------ Extracted entries ------
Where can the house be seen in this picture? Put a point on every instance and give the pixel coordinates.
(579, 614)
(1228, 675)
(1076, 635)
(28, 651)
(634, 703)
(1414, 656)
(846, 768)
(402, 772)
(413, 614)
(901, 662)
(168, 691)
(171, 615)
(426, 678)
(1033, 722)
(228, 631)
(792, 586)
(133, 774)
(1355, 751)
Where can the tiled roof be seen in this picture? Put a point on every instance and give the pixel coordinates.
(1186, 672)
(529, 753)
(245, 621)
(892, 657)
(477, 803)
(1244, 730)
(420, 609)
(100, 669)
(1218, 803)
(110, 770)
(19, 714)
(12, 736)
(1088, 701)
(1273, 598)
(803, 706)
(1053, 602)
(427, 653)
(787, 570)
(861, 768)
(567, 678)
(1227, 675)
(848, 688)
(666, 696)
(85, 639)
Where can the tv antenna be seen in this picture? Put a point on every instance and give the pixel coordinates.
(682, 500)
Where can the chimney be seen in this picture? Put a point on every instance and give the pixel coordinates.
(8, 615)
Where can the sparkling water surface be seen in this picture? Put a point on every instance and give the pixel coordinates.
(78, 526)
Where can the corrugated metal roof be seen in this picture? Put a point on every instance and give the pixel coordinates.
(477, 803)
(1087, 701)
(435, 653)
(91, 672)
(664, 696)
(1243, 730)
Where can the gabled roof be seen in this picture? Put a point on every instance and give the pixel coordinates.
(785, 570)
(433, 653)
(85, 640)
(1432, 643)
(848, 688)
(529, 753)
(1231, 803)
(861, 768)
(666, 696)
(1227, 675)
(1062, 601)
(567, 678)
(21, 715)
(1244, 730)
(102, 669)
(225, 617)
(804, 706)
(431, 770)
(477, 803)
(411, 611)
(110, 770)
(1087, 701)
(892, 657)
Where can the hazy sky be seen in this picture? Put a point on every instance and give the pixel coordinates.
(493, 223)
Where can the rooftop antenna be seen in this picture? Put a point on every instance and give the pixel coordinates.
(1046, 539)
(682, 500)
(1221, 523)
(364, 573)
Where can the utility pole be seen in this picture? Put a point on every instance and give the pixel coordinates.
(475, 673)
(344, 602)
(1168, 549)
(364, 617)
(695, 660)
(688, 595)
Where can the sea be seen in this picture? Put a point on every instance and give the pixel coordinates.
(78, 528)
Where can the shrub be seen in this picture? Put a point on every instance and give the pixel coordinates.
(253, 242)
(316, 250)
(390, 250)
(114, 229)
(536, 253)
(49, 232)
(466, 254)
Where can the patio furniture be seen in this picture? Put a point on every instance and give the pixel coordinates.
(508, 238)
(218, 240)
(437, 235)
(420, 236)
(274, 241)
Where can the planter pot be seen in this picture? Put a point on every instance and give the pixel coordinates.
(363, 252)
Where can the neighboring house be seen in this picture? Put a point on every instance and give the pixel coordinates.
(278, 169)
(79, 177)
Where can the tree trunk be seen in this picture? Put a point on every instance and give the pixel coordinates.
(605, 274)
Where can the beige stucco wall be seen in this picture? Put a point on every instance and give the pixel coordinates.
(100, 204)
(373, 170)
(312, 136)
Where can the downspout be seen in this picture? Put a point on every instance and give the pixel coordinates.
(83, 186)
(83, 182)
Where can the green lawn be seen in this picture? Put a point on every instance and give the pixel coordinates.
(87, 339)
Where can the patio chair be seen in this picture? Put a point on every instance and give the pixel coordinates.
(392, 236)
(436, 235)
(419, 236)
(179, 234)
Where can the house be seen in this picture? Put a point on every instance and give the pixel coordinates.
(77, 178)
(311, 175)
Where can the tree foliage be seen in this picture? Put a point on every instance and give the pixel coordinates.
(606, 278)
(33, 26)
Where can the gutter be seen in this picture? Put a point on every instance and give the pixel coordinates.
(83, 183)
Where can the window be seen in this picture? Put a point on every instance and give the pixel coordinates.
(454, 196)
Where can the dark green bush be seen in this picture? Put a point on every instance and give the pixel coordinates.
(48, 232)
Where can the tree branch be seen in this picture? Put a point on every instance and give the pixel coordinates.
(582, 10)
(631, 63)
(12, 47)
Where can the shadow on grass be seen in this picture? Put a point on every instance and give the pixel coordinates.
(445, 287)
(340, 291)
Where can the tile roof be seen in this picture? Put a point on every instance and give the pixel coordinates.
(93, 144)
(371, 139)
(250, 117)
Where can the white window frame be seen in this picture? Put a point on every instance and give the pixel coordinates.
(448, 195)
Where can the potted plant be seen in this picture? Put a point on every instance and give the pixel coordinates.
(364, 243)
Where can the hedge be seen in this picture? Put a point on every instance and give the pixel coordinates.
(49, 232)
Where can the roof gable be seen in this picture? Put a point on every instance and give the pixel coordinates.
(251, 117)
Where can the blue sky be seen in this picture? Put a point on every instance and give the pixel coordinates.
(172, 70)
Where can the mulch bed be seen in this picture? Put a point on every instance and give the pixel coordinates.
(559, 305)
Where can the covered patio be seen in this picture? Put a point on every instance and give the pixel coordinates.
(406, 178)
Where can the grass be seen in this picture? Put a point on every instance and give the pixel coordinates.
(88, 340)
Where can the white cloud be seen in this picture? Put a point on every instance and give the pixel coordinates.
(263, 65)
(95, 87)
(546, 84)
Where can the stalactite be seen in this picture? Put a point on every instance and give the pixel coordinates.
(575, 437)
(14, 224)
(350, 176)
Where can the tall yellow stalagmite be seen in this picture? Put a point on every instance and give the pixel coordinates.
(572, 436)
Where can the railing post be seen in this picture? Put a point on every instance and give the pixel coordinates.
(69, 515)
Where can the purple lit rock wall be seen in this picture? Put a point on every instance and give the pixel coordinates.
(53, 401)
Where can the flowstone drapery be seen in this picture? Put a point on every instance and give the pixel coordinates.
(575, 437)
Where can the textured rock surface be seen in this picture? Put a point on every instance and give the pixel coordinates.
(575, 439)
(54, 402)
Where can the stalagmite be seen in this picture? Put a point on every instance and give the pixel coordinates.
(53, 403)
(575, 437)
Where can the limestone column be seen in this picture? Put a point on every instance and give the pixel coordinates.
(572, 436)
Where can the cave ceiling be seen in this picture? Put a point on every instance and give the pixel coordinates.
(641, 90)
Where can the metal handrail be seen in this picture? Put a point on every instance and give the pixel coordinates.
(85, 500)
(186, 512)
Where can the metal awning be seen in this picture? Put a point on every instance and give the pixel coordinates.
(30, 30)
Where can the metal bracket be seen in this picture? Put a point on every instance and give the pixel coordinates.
------
Reproduce all of the data above word for word, keeping every line in its original order.

# Final result:
Where can the house be seen in this picture? Put a point on every instance and give the pixel coordinates.
(579, 614)
(1228, 675)
(1076, 635)
(28, 651)
(634, 703)
(1414, 656)
(846, 768)
(402, 772)
(413, 614)
(901, 662)
(168, 691)
(171, 615)
(426, 678)
(1033, 722)
(228, 631)
(792, 586)
(133, 774)
(1355, 751)
Where can the tiled roof be seen in this picture? Put a point on every instance and give the pixel coordinates.
(1186, 672)
(529, 753)
(245, 621)
(892, 657)
(477, 803)
(1244, 730)
(420, 609)
(100, 669)
(1218, 803)
(110, 770)
(19, 714)
(12, 736)
(1088, 701)
(1273, 598)
(803, 706)
(1053, 602)
(427, 653)
(787, 570)
(861, 768)
(567, 678)
(1227, 675)
(848, 688)
(666, 696)
(85, 639)
Where can the tv antenna be seen in this picture? Put a point on every instance and give the pixel coordinates.
(682, 500)
Where can the chimney be seen in this picture? Put a point on every instance and give the pixel coordinates.
(8, 615)
Where can the sparkling water surface be seen in this picture? Put a point on every instance and give the pixel coordinates.
(78, 526)
Where can the corrugated metal roof be seen in this picture? Put a point on every instance and give the pixel coordinates.
(477, 803)
(1087, 701)
(435, 653)
(91, 672)
(664, 696)
(1243, 730)
Where can the gabled roof be seen in this picture? Put a point on every instance and give the pixel coordinates.
(785, 570)
(433, 653)
(85, 640)
(1432, 643)
(848, 688)
(529, 753)
(1231, 803)
(861, 768)
(666, 696)
(1227, 675)
(1062, 601)
(567, 678)
(21, 715)
(1244, 730)
(102, 669)
(225, 617)
(804, 706)
(431, 770)
(477, 803)
(411, 611)
(110, 770)
(1087, 701)
(892, 657)
Where can the hazy sky be seen in this picture? Put a point on every instance and give the pixel coordinates.
(493, 223)
Where can the rooftop antenna be seen in this picture? Put a point on every instance and give the pixel coordinates.
(1046, 539)
(682, 500)
(1221, 523)
(364, 573)
Where can the utility pole be seen in this picture? Put a point on every instance and give the pixel coordinates.
(475, 673)
(344, 602)
(1168, 549)
(364, 617)
(695, 660)
(688, 595)
Where can the sea be seen in this picture? Put a point on every instance and give the pixel coordinates.
(78, 528)
Where can the shrub be seen in this picture? Put a point on every instance and give the pixel coordinates.
(253, 242)
(316, 250)
(390, 250)
(114, 229)
(536, 253)
(49, 232)
(466, 254)
Where can the patio furniture be seen in this picture? Put a point on every instance and give the pixel coordinates.
(508, 238)
(218, 240)
(437, 235)
(420, 236)
(274, 241)
Where can the planter pot be seen in this picture? Put a point on every instance and give the pixel coordinates.
(363, 252)
Where can the neighboring house be seen in this picture? Put a point on every instance and give the pixel coordinates.
(278, 169)
(79, 177)
Where can the tree trunk be seen in this picture? Put a point on every instance and give the pixel coordinates.
(605, 274)
Where can the beige stucco wall be seen in this picture? Put a point on every instance and give the pixel coordinates.
(100, 204)
(373, 170)
(312, 136)
Where can the downspout be seen in this picture? Put a point on every instance and give the pixel coordinates.
(83, 186)
(83, 182)
Where can the green lawn be seen in this picture? Put a point on every instance and give the pixel coordinates.
(87, 339)
Where can the patio chair be seen in this picture? Put a point on every instance and give the pixel coordinates.
(392, 236)
(436, 235)
(419, 236)
(179, 234)
Where can the house be seen in this picture? Put a point on every instance and give the pixel coordinates.
(77, 178)
(311, 175)
Where can the tree foliage be seen in this picture? Put a point on every instance and give the pixel coordinates.
(606, 278)
(33, 26)
Where can the gutter be seen in this picture? Put a point on every instance and give the pixel coordinates.
(83, 183)
Where can the window be seen in this picture? Put a point on every instance and give the pixel coordinates.
(454, 196)
Where can the dark green bush be seen in this picture? Put a point on every instance and give the pixel coordinates.
(48, 232)
Where can the tree branch be seen in this picture? Put a point on every instance and give the pixel coordinates.
(582, 10)
(631, 63)
(12, 47)
Where can the shadow on grass be seen in this picture? Put a point on every instance and give the pixel coordinates.
(445, 287)
(340, 291)
Where can the tile roof be seen in this picture? Put a point on every instance and give the pixel coordinates.
(93, 144)
(371, 139)
(250, 117)
Where can the white window frame be seen in this picture? Put a point on every instance and give the pixel coordinates.
(448, 195)
Where can the potted plant be seen in this picture? Put a point on every instance and give the pixel coordinates.
(364, 243)
Where can the hedge be seen in this picture? Put a point on every instance and give the pixel coordinates.
(49, 232)
Where can the roof gable be seen in this picture? Put a point on every instance and give the pixel coordinates.
(251, 117)
Where can the blue sky be seen in this picture? Put a point on every instance and give the pixel coordinates.
(172, 70)
Where can the mulch bed be seen in this picture? Put a point on every instance and give the pixel coordinates.
(559, 305)
Where can the covered patio be seen in this picture? Put a point on every instance and give the pixel coordinates.
(406, 178)
Where can the grass be seen in this picture? Put a point on every instance and give the pixel coordinates.
(88, 340)
Where can the white cloud be seen in this picture? Put a point on every instance and give the pixel coordinates.
(263, 65)
(95, 87)
(546, 84)
Where can the stalactite be seen in this picture? Put a point on every instance and give the pixel coordinates.
(575, 437)
(14, 224)
(350, 176)
Where can the tall yellow stalagmite be seen in this picture? Put a point on every instance and give the pixel coordinates.
(572, 436)
Where can the railing post be seen in this picture? Put a point on every instance and give the pixel coordinates.
(69, 515)
Where can the purple lit rock wall be seen in this picture? Put a point on every instance and give the pixel coordinates.
(53, 401)
Where can the flowstone drapery be seen in this picture? Put a point on every instance and give the pixel coordinates.
(575, 437)
Where can the textured rock surface be seen in this picture? Put a point on every instance and give the pixel coordinates.
(575, 439)
(54, 402)
Where can the stalagmite be seen in this picture? Put a point on every instance and give the pixel coordinates.
(53, 403)
(575, 437)
Where can the limestone column be seen in this picture? Put a point on every instance and give the pixel coordinates.
(572, 436)
Where can the cave ceiling be seen in this picture? Put a point on every instance and give the pixel coordinates.
(641, 90)
Where can the metal handrail be seen in this picture? Put a point on every instance and give the pixel coordinates.
(85, 500)
(186, 512)
Where can the metal awning be seen in this picture? Put a point on every instance and give the pixel coordinates.
(30, 30)
Where can the metal bracket be seen in this picture? Put a point on every instance and give the pixel coordinates.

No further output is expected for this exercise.